Point placement records:

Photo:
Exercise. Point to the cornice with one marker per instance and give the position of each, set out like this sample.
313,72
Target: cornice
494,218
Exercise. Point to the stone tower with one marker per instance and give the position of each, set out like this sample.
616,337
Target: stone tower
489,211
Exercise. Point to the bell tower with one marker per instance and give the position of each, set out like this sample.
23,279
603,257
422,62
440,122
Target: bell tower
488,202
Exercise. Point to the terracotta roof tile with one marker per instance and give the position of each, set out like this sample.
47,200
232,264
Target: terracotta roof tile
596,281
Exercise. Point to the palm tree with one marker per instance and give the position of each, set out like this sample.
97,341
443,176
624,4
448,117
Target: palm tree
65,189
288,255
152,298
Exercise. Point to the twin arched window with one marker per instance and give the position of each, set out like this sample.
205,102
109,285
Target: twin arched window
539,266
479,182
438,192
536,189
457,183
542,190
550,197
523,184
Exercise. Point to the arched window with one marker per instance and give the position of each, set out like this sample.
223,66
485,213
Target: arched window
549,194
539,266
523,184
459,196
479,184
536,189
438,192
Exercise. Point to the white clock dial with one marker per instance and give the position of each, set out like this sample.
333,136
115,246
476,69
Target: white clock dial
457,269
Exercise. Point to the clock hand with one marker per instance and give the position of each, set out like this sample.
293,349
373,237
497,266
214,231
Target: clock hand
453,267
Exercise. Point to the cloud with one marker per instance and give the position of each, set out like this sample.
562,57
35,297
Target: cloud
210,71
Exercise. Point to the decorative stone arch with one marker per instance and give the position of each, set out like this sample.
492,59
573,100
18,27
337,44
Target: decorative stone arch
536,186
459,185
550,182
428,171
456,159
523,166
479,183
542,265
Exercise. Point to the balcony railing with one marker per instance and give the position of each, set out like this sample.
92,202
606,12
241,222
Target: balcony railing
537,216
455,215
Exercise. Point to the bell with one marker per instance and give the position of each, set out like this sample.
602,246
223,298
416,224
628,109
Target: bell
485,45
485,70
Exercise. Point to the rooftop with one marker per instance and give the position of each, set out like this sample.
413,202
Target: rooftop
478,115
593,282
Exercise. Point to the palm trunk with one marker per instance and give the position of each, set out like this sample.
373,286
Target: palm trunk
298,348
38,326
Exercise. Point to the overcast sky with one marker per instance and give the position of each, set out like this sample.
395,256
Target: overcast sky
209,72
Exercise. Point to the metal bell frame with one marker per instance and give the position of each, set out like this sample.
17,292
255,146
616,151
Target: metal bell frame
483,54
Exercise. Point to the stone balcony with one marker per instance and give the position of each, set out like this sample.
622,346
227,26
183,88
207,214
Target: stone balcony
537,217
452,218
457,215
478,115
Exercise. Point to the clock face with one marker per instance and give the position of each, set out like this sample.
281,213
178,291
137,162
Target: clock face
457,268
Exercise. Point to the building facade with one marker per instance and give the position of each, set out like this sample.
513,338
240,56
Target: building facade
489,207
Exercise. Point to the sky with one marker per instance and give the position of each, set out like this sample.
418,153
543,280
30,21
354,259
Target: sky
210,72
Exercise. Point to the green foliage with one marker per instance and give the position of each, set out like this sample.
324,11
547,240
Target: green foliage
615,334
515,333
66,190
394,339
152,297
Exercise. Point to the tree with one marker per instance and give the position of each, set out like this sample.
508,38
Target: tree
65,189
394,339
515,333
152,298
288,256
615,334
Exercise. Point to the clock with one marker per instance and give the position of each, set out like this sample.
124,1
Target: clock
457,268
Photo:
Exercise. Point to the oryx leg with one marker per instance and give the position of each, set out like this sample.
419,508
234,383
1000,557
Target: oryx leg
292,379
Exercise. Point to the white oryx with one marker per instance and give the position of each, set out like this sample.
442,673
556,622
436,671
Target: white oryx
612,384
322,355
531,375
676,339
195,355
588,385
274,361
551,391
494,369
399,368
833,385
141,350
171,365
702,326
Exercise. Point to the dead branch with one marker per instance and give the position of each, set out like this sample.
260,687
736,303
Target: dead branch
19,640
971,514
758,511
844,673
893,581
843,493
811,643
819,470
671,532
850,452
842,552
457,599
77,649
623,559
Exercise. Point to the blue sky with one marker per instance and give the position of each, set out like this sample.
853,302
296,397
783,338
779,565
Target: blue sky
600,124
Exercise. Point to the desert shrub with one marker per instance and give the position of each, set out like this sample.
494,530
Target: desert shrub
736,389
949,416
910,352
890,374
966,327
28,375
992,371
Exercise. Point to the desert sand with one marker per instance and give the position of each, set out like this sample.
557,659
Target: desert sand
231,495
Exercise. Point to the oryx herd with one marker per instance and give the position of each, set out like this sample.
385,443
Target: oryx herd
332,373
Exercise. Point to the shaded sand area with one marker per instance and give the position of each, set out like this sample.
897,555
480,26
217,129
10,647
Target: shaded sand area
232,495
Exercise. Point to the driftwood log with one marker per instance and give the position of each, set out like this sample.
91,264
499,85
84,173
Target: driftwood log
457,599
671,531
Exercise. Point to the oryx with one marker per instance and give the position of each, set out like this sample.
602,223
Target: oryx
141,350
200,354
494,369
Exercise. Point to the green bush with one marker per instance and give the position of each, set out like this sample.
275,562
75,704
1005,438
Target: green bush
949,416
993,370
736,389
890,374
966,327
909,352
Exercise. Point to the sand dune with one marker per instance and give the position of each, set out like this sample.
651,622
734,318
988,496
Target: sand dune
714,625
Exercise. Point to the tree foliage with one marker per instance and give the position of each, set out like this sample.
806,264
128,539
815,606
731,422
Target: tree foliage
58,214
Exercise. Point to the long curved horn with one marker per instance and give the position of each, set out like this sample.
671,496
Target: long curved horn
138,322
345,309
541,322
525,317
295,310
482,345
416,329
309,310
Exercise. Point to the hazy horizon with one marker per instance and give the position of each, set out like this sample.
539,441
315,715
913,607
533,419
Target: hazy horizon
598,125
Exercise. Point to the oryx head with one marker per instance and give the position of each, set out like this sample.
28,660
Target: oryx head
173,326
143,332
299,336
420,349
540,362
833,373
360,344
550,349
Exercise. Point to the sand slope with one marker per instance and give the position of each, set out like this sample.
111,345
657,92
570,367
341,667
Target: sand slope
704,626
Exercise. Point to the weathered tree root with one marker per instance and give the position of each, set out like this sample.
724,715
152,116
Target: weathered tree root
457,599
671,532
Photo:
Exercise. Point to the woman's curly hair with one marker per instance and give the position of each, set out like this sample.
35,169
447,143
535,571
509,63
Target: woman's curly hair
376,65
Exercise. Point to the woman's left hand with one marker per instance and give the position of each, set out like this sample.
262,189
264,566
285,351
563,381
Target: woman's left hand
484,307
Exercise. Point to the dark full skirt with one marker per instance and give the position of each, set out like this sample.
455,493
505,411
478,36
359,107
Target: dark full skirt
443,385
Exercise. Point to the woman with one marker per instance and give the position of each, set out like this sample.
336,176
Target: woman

▸ INSTRUCTION
Reproduce the entries above in full, verbatim.

▸ EXERCISE SOLUTION
Photo:
Exercise. Point to the cornice with one marker per instance and give the position of each, set out like this sample.
313,72
Target: cornice
494,218
Exercise. Point to the stone tower with one marker per instance and give the position of each, set out like this sample.
616,337
Target: stone tower
489,211
Exercise. Point to the bell tower with one marker per instance and give the position of each, set out like this sample.
23,279
603,257
422,62
440,122
Target: bell tower
488,202
Exercise. Point to the terracotta roof tile with one marker per instance and give the position of each, set out like this sample.
47,200
232,264
Target: terracotta roof tile
596,281
Exercise. Point to the palm tree with one marker per instance and give the position of each, set out like this sample.
97,341
443,176
624,4
448,117
Target: palm tree
65,189
288,255
152,298
Exercise. Point to the twin arched window with one marker per instance and give the position of each, set out like this sample.
205,102
109,285
Target: twin arched window
539,266
479,182
438,192
536,189
457,183
542,190
550,197
523,184
Exercise. Point to the arched window with one marker per instance and give the position of each, set out like this sample.
223,66
485,213
Target: arched window
549,194
539,266
523,184
459,196
479,184
536,189
438,192
Exercise. Point to the white clock dial with one marker per instance and give the position of each, set out like this sample.
333,136
115,246
476,69
Target: white clock dial
457,269
Exercise. Point to the clock hand with one marker per instance and give the position of each, set out like this sample.
293,349
373,237
497,266
214,231
Target: clock hand
453,267
Exercise. Point to the cloud with one marker per instance and give the position of each, set out like this sample.
562,57
35,297
Target: cloud
210,71
Exercise. Point to the decorative stone arch with one marker per instance and give the position of each, set out like this sample.
492,59
573,100
18,27
337,44
Target: decorative stone arch
536,186
459,185
550,182
428,171
456,159
523,166
479,183
542,265
Exercise. Point to the balcony railing with one marker per instance and give the position of each, set out like this sample.
92,202
606,12
241,222
Target: balcony railing
537,216
455,215
Exercise. Point to the bell with one marker per instance and give the position of each, set out like this sample.
602,246
223,298
416,224
628,109
Target: bell
485,45
485,70
Exercise. Point to the rooftop with one marker per instance and give the position of each, set out like this sample.
413,202
Target: rooftop
478,115
593,282
Exercise. Point to the palm trunk with one marker per instance and give the position of each, set out like this sample.
373,286
Target: palm trunk
298,348
38,326
Exercise. Point to the overcast sky with one marker per instance and give the position of each, set out like this sample.
395,256
Target: overcast sky
209,72
Exercise. Point to the metal bell frame with one marker per instance and give the position of each, set out like this sample.
17,292
255,146
616,151
Target: metal bell frame
483,54
Exercise. Point to the stone balcony with one marker per instance and give the position of each, set out like this sample.
622,346
227,26
183,88
207,214
Target: stone balcony
537,217
452,218
457,215
478,115
Exercise. Point to the clock face with one marker per instance and give the position of each, set out like this sample.
281,213
178,291
137,162
Target: clock face
457,268
Exercise. Point to the building facade with one marker per instance and give the position of each, set out like this sample.
513,338
240,56
Target: building facade
489,207
Exercise. Point to the sky with one marker per instance and give the position of each, set out like this sample.
418,153
543,280
30,21
354,259
Target: sky
210,72
Exercise. Point to the green foliage with one marker per instance and give the position of each, set out like this sample.
324,11
547,240
Target: green foliage
615,334
515,333
66,190
394,339
152,297
Exercise. Point to the tree with one marker per instance and give the position of each, set out like this sample.
508,38
Target: tree
65,189
394,339
515,333
152,298
288,256
615,334
Exercise. Point to the clock with one marker per instance and give the position of each, set out like this sample.
124,1
Target: clock
457,268
Photo:
Exercise. Point to the oryx leg with one marker per instance and give the position of each, set out like this sample.
419,508
234,383
1000,557
Target: oryx leg
292,379
Exercise. Point to the white oryx with one marker per instance and give the position of each, set out like this sample.
442,673
556,622
436,671
Target: white oryx
612,384
322,355
531,375
676,339
195,355
588,385
274,361
551,391
494,369
399,368
833,385
141,350
171,365
702,326
Exercise. Point to the dead branch with one marker per instance and give the position of each, set out like this sample.
260,687
736,303
Target: dead branch
19,640
971,514
758,511
844,673
893,581
843,493
811,643
819,470
671,532
850,452
842,552
457,599
77,649
623,559
Exercise. Point to the blue sky with one marker per instance and give the position of each, set out like this sample.
853,302
296,397
783,338
779,565
Target: blue sky
600,124
Exercise. Point to the desert shrub with one marker per instance and give the position of each, set out like this sample.
494,530
Target: desert shrub
736,389
949,416
910,352
890,374
966,327
28,375
992,371
Exercise. Point to the desert sand with one marker per instance and give the position of each, set out like this sample.
557,659
Target: desert sand
231,495
Exercise. Point to the oryx herd with one marker per instance and give the position of each, set out like this sample.
385,443
Target: oryx herd
332,373
Exercise. Point to the shaded sand area with one marker per instance and give the position of each, set out like this sample.
897,555
480,26
217,129
10,647
Target: shaded sand area
232,495
Exercise. Point to the driftwood log with one marker per instance and give the position of each, set out like this sample.
91,264
499,85
84,173
Target: driftwood log
457,599
671,531
Exercise. Point to the oryx with one marker per instance and give the position of each, set out like this sample.
602,223
Target: oryx
141,350
200,354
494,369
Exercise. Point to the green bush with one marker per instance and give the position of each, set out like this sample.
275,562
75,704
1005,438
Target: green bush
949,416
993,370
736,389
890,374
966,327
909,352
Exercise. Point to the sand dune with one marker per instance and give the position of each, set out like this sample.
651,622
734,318
988,496
Target: sand dune
714,625
Exercise. Point to the tree foliage with one marker per instance and give the position of each, set out like this sample.
806,264
128,539
815,606
731,422
Target: tree foliage
58,214
Exercise. Point to the long curved horn with one marker per instance and give the position of each, set out like this sample.
671,496
Target: long curved horn
138,322
345,309
541,322
525,317
295,310
482,345
416,329
309,310
Exercise. Point to the hazy horizon with one marker per instance and give the position of each, set out like this sample.
539,441
315,715
913,607
533,419
Target: hazy horizon
598,125
Exercise. Point to the oryx head with one marker per instance and give the position of each, set out like this sample.
28,660
Target: oryx head
173,326
143,332
299,336
420,349
540,362
833,373
360,344
550,349
Exercise. Point to the sand slope with one marker per instance and give the position of each, set out like this sample.
111,345
657,92
570,367
341,667
Target: sand slope
704,626
Exercise. Point to the weathered tree root with one marker per instance and give the position of each, set out like this sample.
724,715
152,116
Target: weathered tree root
457,599
671,532
Photo:
Exercise. Point to the woman's curly hair with one marker per instance and give the position of each, set out like this sample.
35,169
447,143
535,571
509,63
Target: woman's curly hair
376,65
Exercise. Point to the woman's left hand with one marker per instance and give the position of each, set out like this sample.
262,189
264,566
285,351
563,381
Target: woman's left hand
484,307
Exercise. Point to the dark full skirt with one marker per instance and give the position of each, set out like this sample.
455,493
505,411
478,36
359,107
Target: dark full skirt
443,385
Exercise. Point to the woman with one marker per instance and give the position of each, set out like this sample.
336,176
Target: woman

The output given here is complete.